● **Source passage**:

Go to the Globe and Mail homepage

Jump to main navigationJump to main content

Cleveland Cavaliers’ Tristan Thompson (13) collides with Philadelphia 76ers’ Thaddeus Young (21) and is fouled during the first half of an NBA basketball game, April 14, 2013, in Philadelphia. (Michael Perez/AP)
Cleveland Cavaliers’ Tristan Thompson (13) collides with Philadelphia 76ers’ Thaddeus Young (21) and is fouled during the first half of an NBA basketball game, April 14, 2013, in Philadelphia. (Michael Perez/AP)

LEADERSHIP LAB

How to help your rookies jump to the big leagues Add to ...

This column is part of Globe Careers’ Leadership Lab series, where executives and experts share their views and advice about leadership and management. Follow us at @Globe_Careers. Find all Leadership Lab stories at tgam.ca/leadershiplab

For Leadership Lab, Dan MacKenzie, vice-president and general manager of NBA Canada, will be interviewing key players for their insights on leadership from the basketball court.

More Related to this Story

In both business and basketball, the pressures of the professional world can be a lot for young people to handle.

In the NBA, rookies must adjust to opponents who are faster, stronger and more skilled than they have previously faced. They also deal with more pressure, huge crowds and sometimes harsh critics. It’s a coach’s job to get the most out of players by helping them adjust to the professional environment.

Anthony Bennett, 21, and Tristan Thompson, 23, of the Cleveland Cavaliers are examples of a recent surge in young Canadian basketball talent in the NBA. I interviewed Mr. Bennett and Mr. Thompson about their experience adjusting to the professional league in order to offer insights for business leaders on how to support and develop young talent.

● **Given exercise A**:
Copy out the entries from the line with "the white golf" through the line with "[0,7,200,300]", reproducing every line without change.
● **Given exercise B**:
Extend the article about helping young NBA players adjust to the professional league, picking up right after its final sentence.

Records from a data collection:
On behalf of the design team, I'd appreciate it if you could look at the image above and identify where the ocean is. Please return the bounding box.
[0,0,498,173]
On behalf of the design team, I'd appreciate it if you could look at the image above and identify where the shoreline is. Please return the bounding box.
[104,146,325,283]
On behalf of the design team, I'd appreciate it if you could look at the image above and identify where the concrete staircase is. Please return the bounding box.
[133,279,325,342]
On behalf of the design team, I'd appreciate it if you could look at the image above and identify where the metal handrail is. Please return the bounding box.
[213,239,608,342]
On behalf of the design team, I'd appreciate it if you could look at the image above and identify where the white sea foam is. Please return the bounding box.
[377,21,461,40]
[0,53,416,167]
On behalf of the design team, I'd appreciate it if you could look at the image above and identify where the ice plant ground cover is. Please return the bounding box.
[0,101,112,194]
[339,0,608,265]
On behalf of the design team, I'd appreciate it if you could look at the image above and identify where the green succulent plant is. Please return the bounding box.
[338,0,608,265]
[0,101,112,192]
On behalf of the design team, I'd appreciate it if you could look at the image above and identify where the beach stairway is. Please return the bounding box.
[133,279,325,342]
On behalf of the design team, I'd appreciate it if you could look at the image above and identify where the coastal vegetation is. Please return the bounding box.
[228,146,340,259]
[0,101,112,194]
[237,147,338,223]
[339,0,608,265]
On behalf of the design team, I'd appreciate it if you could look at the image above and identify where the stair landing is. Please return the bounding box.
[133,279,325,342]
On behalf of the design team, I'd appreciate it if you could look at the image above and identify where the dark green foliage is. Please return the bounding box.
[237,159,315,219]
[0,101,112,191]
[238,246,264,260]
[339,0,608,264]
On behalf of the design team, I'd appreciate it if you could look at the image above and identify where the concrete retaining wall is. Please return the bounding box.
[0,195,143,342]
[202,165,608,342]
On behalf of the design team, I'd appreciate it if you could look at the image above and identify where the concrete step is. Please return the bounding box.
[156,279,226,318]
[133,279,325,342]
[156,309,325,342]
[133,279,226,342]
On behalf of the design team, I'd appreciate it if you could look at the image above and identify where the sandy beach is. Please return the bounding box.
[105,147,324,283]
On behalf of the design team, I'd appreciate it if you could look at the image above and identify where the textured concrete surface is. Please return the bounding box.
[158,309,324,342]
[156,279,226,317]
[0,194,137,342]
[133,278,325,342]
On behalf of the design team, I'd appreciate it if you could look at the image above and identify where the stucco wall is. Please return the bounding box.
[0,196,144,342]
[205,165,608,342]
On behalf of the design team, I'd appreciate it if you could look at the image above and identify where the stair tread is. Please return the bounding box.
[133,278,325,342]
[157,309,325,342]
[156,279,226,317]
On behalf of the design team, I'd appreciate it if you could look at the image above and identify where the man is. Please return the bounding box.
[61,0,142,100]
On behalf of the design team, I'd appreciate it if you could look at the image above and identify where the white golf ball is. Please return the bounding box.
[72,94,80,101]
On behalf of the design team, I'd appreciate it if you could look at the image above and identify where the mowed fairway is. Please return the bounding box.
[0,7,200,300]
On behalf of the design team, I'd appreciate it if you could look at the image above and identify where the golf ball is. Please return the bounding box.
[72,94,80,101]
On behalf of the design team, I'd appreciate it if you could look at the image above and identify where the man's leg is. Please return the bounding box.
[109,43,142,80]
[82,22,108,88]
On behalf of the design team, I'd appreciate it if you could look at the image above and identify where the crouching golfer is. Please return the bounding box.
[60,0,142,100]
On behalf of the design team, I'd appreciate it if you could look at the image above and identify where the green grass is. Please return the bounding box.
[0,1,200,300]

● **Output A**:
On behalf of the design team, I'd appreciate it if you could look at the image above and identify where the white golf ball is. Please return the bounding box.
[72,94,80,101]
On behalf of the design team, I'd appreciate it if you could look at the image above and identify where the mowed fairway is. Please return the bounding box.
[0,7,200,300]

● **Output B**:
Whether they’re transitioning from college basketball to the NBA – or college courses to an office environment – leaders should remember that entering the work force is a big transition for young people.

The young employees in your organization must adjust to a new organizational culture, work on a new schedule and learn how to deal with new demands, deadlines and responsibilities. It’s your job as a leader to help them through this transition so they can effectively apply their skills towards the organization’s goals.

Below are some insights from the two young NBA players’ experiences on how organizations – and leaders within organizations – can help young employees transition to the work force:

The coach’s role:

Something as simple as where you set up a new employee’s workspace can make a difference. When you put young workers in areas where they can interact with experienced staff and take cues, you encourage mentorship relationships within your organization.

In his rookie year, Mr. Thompson’s locker was directly beside two-time NBA All-Star Antawn Jamison, which he says was a blessing.

“To watch him every day and see what he does and pick his brain…He did everything right. He came to practice on time. He stayed after practice. He did everything that a young player trying to figure this whole process out should do. I looked to him and modelled myself after that because whatever he did, it worked for him,” Mr. Thompson says.

The team’s role:

“I can seriously say that everybody on the team helped me out in some way. Whether it was giving me advice or helping me on my game or working out with me. I’m really appreciative of that,” says Mr. Bennett, reflecting on his rookie year.

Co-workers are the best resource for new employees to learn the ropes at your organization. It’s your job as a leader to create a culture where employees understand their duty to help new workers adjust and understand their role; it’s an important priority, not just something staff must do on top of their regular workload. Assign current employees to help new staff through the orientation process. If necessary, adjust deadlines and workloads during the transition period to allow ample time. This reinforces that training and developing new staff is an important focus.

“I always want to be there for the young guys. I had a great pro to reach out to so I want to be the same way, and I think that’s only right. That’s how you keep the game growing and that’s how you build a brotherhood within the league and the organization,” says Mr. Thompson.

The player’s role:

Both players say a strong work ethic is the best way to earn the respect of veterans.

“Work hard…put everything onto the court,” says Mr. Bennett.

“As long as you play hard every night and compete, that’s how you earn your stripes in the league,” says Mr. Thompson.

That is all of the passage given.